*Exercise brief:*
The listing below must be repeated word for word, with its images excluded.

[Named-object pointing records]
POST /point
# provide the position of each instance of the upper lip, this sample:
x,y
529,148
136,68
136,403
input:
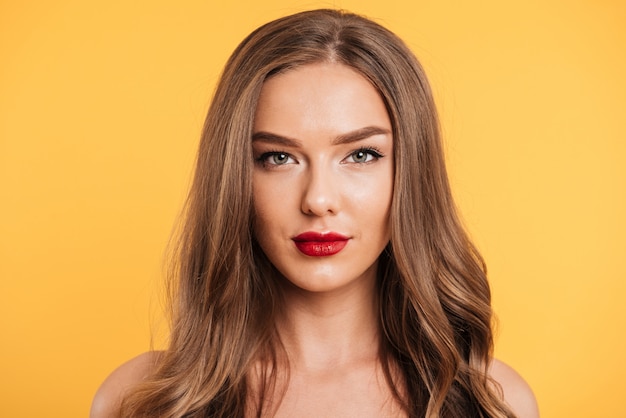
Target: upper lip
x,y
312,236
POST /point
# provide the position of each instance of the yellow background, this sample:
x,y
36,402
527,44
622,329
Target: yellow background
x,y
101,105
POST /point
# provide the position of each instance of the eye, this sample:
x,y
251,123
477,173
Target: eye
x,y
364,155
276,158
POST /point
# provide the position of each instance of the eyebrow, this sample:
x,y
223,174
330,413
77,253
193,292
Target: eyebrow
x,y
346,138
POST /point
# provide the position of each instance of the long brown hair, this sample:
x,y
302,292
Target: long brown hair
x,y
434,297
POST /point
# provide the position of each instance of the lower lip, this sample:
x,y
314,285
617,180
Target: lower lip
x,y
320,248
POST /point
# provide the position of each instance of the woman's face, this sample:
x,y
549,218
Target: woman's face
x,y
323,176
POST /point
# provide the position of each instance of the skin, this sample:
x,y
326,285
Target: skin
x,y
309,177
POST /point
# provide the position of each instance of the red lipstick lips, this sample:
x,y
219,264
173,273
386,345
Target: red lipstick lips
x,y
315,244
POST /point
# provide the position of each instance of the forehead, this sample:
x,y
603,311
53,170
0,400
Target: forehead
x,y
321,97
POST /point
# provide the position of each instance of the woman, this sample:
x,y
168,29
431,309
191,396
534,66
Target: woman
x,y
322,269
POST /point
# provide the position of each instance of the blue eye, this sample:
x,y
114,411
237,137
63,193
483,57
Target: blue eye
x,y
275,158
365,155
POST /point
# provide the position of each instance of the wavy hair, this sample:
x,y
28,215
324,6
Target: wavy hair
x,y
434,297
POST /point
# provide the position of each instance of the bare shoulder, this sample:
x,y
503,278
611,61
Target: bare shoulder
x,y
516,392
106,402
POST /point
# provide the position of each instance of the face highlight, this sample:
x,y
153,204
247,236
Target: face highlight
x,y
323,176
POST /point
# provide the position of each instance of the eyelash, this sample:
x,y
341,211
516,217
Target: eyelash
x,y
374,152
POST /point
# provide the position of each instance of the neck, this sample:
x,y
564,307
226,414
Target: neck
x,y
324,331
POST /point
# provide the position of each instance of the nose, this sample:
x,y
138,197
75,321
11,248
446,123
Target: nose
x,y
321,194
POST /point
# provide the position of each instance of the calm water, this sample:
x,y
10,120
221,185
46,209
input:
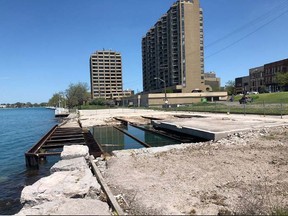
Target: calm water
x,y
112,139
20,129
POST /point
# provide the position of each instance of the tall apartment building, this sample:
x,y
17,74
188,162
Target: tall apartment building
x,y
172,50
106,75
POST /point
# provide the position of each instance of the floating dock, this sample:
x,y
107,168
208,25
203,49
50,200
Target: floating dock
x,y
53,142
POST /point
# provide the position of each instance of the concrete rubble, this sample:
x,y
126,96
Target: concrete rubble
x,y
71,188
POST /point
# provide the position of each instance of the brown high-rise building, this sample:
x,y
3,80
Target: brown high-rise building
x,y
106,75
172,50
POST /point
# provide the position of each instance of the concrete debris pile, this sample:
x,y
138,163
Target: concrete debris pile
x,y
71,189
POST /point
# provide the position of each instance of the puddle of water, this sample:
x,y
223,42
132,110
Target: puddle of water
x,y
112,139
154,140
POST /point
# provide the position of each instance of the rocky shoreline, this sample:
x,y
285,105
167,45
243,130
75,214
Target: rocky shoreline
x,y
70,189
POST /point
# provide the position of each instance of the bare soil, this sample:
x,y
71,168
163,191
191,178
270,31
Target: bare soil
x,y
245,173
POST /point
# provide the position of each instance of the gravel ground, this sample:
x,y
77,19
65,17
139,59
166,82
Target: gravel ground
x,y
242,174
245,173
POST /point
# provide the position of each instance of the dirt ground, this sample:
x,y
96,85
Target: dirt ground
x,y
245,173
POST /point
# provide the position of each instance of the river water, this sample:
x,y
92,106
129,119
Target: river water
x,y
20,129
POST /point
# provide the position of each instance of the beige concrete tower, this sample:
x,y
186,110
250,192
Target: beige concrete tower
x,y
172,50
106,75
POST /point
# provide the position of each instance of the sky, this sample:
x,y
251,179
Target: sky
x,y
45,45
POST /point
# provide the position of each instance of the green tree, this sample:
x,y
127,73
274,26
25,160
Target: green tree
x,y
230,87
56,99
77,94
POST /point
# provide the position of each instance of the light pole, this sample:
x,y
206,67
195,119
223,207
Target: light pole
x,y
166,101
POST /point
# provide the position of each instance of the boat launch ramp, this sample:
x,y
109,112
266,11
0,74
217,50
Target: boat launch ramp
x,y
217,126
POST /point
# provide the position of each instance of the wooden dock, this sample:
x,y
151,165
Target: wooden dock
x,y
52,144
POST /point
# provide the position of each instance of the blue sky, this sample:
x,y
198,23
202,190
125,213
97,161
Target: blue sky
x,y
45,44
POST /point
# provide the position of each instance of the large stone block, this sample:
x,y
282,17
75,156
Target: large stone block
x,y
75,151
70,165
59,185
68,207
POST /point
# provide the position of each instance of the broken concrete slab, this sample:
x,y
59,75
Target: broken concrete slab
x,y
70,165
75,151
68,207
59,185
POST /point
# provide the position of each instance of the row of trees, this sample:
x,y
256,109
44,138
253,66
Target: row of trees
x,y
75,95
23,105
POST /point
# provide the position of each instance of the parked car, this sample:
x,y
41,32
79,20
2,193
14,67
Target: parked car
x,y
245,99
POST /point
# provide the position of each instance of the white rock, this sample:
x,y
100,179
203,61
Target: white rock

*Solution:*
POST /point
# provide the position of each instance of the upper lip, this sample:
x,y
529,148
136,68
136,403
input:
Target: upper lip
x,y
312,236
POST /point
# provide the position of each instance of the yellow background, this sample:
x,y
36,402
527,44
622,329
Target: yellow background
x,y
101,105
POST /point
# provide the position of each instance of the eye, this sample:
x,y
251,123
477,173
Target: eye
x,y
364,155
276,158
POST /point
# provide the position of each instance of the eyebrow, this sample:
x,y
223,174
330,413
77,253
193,292
Target: eyebrow
x,y
346,138
POST /point
# provide the position of each instance of the long brown hair, this sample:
x,y
302,292
Target: long brown hair
x,y
434,297
POST /point
# provide the position of each instance of the lower lip, this sample:
x,y
314,285
617,180
Target: lower lip
x,y
320,248
POST /point
# provide the position of each instance of the woman's face, this sample:
x,y
549,218
Target: woman's face
x,y
323,176
POST /point
# provide the position of each instance of the skin, this sample:
x,y
326,285
Target: skin
x,y
309,177
POST /point
# provide the position of each instance of the red lipstick lips, this sample:
x,y
219,264
173,273
386,345
Target: red lipstick lips
x,y
315,244
POST /point
# provide the position of each instance of the forehead, this sample:
x,y
603,311
53,170
0,400
Target: forehead
x,y
321,97
POST /point
# provide the position of each instance of the woman, this sample:
x,y
168,29
431,309
191,396
534,66
Target: woman
x,y
322,269
POST /point
# provide the position of each instance of the blue eye, this sample:
x,y
114,411
237,137
63,193
483,57
Target: blue eye
x,y
275,158
365,155
POST /point
# provide the position of each instance of the wavy hair, this sample:
x,y
28,215
324,6
Target: wavy hair
x,y
434,297
POST /point
# provide the position of each instance of the bare shoulder, this sample:
x,y
503,278
611,61
Target: bare shoulder
x,y
516,392
106,402
POST /point
# provide the position of each instance of the face highlight, this sample:
x,y
153,204
247,236
Target: face highlight
x,y
323,176
POST /point
# provide the position of each instance of the eyelash, this sample:
x,y
341,211
516,217
Target: eyelash
x,y
374,152
POST /point
# provide the position of each instance of the neck, this sample:
x,y
564,307
226,414
Target: neck
x,y
324,331
POST /point
# provide the position of each instance of the nose, this sample:
x,y
138,197
75,321
11,248
446,123
Target: nose
x,y
321,194
POST /point
# provide the position of each instance of the calm water, this sample:
x,y
10,120
221,185
46,209
input:
Target: calm water
x,y
112,139
20,129
POST /point
# provide the position of each instance of the tall apartment building, this sample:
x,y
17,74
188,162
Target: tall apartment building
x,y
172,50
106,75
POST /point
# provide the position of each instance of the floating dock, this sample:
x,y
107,168
208,25
203,49
50,200
Target: floating dock
x,y
53,142
POST /point
# provide the position of each instance of the concrete rubble, this sample:
x,y
126,96
Target: concrete rubble
x,y
71,188
POST /point
# provide the position of each instance of the brown high-rise building, this sample:
x,y
3,80
Target: brown high-rise building
x,y
106,75
172,50
POST /point
# provide the position of each instance of the concrete debris pile, this sample:
x,y
138,163
Target: concrete debris pile
x,y
71,189
POST /point
# provide the position of each instance of the puddle of water, this sample:
x,y
223,42
132,110
Target: puddle of water
x,y
112,139
154,140
POST /point
# provide the position of each instance of the rocky shoreline, this sample:
x,y
285,105
167,45
243,130
75,214
Target: rocky shoreline
x,y
70,189
POST /point
# provide the position of each instance of the bare soil, this sample:
x,y
71,168
163,191
191,178
270,31
Target: bare soil
x,y
245,173
POST /point
# provide the position of each instance of the gravel ground, this sample:
x,y
77,19
65,17
139,59
166,82
Target: gravel ground
x,y
242,174
245,173
POST /point
# provide the position of each instance of the dirt ground, this sample:
x,y
96,85
Target: dirt ground
x,y
245,173
POST /point
# provide the position of each instance of the river water, this sample:
x,y
92,106
129,119
Target: river water
x,y
20,129
POST /point
# provide the position of each instance of the beige concrete tower, this sample:
x,y
186,110
250,192
Target: beige concrete tower
x,y
172,50
106,75
POST /point
# provide the position of each instance of the sky, this sample:
x,y
251,179
Target: sky
x,y
45,45
POST /point
# provide the position of each instance of the green tree, this sample:
x,y
127,73
274,26
25,160
Target: green tree
x,y
230,87
56,99
77,94
POST /point
# provide the position of each instance of the light pole, this sample:
x,y
206,67
195,119
223,207
Target: light pole
x,y
166,101
POST /point
# provide the position of each instance of the boat launch ramp, this sample:
x,y
109,112
266,11
0,74
217,50
Target: boat launch ramp
x,y
217,126
POST /point
# provide the position of each instance of the wooden dock, this sample:
x,y
151,165
Target: wooden dock
x,y
52,144
POST /point
# provide the position of each instance of the blue sky, this sample:
x,y
198,23
202,190
125,213
97,161
Target: blue sky
x,y
45,44
POST /point
# provide the position of each instance of the large stone block, this sample:
x,y
282,17
75,156
Target: large stone block
x,y
75,151
70,165
59,185
68,207
POST /point
# provide the position of each instance of the broken concrete slab, this sample:
x,y
59,75
Target: broken concrete slab
x,y
70,165
75,151
68,207
59,185
POST /point
# provide the position of each instance of the row of trees, this sample:
x,y
256,109
44,138
253,66
Target: row of trees
x,y
75,95
23,105
POST /point
# provide the position of each instance of the parked car, this sample:
x,y
41,32
79,20
2,193
14,67
Target: parked car
x,y
245,99
POST /point
# provide the position of each instance of the white rock, this sample:
x,y
100,179
203,61
Target: white rock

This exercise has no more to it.